(Exercise brief) Retype exactly the stretch of lines that begins at the line containing "white cabinet front" and ends at the last line of the data, with no other lines.

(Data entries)
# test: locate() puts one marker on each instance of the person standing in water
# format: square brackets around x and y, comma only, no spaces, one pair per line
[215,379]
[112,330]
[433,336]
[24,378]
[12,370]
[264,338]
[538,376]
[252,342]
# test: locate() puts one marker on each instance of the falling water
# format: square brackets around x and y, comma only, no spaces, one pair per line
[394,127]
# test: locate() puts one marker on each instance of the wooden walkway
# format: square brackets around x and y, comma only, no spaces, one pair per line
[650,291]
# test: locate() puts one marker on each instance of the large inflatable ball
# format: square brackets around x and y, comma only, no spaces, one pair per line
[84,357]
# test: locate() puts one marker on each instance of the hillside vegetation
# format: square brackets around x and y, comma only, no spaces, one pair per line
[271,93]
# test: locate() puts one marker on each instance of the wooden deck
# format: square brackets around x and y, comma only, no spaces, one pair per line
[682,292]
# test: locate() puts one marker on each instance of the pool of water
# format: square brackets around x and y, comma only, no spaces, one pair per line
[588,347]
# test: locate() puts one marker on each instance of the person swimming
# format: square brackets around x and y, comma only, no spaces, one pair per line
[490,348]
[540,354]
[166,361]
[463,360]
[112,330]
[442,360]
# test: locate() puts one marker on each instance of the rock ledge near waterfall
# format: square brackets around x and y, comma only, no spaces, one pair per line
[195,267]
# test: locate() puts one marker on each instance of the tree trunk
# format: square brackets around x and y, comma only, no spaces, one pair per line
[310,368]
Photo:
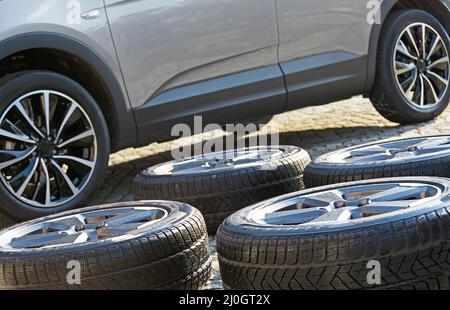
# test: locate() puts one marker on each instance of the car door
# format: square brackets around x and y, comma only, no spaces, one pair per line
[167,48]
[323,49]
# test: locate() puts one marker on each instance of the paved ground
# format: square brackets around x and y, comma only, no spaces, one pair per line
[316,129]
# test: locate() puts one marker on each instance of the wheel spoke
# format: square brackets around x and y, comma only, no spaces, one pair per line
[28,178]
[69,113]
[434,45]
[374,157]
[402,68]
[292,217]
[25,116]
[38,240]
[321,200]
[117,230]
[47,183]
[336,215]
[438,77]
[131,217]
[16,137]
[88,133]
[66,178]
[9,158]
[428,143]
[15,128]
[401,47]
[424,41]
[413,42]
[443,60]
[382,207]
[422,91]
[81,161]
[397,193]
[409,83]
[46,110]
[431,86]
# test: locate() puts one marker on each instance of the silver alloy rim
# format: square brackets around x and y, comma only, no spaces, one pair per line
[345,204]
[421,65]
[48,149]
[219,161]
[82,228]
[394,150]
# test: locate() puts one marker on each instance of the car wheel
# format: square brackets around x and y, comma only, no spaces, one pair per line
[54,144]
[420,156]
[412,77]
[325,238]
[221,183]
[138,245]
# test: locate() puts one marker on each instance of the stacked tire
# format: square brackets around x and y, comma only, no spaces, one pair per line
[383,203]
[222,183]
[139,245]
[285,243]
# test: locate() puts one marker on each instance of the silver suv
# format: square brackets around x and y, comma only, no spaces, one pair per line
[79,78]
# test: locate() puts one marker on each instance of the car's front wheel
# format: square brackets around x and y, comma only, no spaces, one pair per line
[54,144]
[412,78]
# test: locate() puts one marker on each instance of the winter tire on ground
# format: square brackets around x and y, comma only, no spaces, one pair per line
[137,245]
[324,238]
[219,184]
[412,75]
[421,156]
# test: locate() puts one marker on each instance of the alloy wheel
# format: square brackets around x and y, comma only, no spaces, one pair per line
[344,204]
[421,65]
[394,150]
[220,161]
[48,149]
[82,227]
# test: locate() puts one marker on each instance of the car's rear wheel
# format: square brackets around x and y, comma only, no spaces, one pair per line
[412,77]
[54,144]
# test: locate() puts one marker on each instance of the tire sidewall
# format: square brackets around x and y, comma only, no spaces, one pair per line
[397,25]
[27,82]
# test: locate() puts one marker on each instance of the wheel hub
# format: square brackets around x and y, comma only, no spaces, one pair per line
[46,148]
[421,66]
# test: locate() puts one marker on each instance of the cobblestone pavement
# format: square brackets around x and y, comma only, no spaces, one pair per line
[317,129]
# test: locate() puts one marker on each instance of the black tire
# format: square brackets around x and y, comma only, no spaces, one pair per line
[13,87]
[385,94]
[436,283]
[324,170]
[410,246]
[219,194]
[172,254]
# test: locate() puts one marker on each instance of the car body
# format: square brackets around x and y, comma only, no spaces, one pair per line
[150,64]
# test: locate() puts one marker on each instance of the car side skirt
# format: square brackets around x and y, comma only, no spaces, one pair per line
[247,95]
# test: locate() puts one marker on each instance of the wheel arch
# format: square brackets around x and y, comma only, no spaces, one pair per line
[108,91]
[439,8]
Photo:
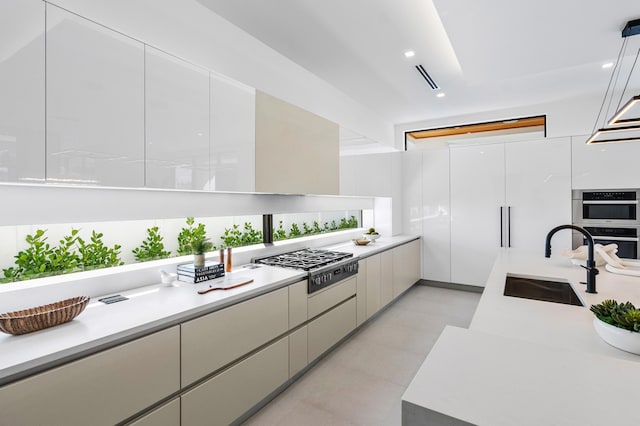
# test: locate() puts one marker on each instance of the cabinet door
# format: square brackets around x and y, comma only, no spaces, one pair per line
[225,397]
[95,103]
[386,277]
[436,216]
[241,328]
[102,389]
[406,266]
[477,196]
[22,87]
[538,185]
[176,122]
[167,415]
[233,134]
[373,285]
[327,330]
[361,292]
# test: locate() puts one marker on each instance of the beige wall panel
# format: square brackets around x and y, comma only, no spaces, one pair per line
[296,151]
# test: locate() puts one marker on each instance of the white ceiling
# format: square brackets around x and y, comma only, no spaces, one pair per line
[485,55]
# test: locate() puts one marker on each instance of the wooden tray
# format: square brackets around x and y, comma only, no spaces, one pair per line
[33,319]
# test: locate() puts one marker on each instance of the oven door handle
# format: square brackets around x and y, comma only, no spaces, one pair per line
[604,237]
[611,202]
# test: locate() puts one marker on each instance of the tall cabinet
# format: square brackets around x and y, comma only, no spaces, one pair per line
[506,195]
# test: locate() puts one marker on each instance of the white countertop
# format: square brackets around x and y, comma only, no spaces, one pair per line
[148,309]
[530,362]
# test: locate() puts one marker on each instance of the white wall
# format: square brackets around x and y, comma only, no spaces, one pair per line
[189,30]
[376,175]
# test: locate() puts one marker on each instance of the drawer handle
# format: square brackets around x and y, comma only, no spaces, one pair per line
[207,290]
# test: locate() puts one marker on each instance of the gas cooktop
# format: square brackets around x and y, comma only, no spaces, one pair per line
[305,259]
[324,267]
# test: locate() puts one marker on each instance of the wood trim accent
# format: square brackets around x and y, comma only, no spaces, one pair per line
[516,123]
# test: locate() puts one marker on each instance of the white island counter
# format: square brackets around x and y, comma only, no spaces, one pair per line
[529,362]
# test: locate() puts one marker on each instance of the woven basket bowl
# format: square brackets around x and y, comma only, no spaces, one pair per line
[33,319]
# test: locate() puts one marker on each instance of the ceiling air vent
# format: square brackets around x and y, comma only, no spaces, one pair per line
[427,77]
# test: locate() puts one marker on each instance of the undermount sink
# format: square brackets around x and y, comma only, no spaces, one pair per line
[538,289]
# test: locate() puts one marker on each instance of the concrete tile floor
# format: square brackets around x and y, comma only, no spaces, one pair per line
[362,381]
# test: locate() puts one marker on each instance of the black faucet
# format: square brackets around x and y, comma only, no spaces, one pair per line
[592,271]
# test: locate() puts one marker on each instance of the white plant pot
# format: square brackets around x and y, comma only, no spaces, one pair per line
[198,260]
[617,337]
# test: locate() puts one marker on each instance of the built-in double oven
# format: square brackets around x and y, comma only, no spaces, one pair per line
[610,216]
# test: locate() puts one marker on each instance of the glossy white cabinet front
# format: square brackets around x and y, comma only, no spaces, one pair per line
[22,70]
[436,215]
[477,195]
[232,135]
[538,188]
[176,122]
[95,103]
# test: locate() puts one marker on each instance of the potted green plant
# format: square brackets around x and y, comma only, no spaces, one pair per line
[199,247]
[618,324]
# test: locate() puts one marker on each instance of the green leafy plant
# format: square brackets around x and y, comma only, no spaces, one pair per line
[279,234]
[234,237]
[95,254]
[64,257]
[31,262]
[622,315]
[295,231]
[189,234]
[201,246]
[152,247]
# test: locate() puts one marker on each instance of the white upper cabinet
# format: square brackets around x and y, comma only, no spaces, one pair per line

(Exercise result)
# test: locate() puts one marker on each instance of the glossy white cabinet front
# format: square brackets around x and y, comma only, no spaces, one pair per line
[22,70]
[436,215]
[477,195]
[232,135]
[538,188]
[176,122]
[95,103]
# test: locate() puts one marker on each instance of the potted green plant
# format: square brackets around x and y, comma only, no spaces, one pair per line
[199,247]
[618,324]
# test: locate() puts one marker on each instance of the green leafy plant
# format: square brackets around x and y, comma only, no spaces, one pair per line
[279,234]
[234,237]
[95,254]
[64,257]
[31,262]
[622,315]
[295,231]
[189,234]
[201,246]
[152,247]
# test: locate() puts one marker on each instance of the white upper cabinet
# format: square brackets around x and y, comma only, no spaces, one pair per line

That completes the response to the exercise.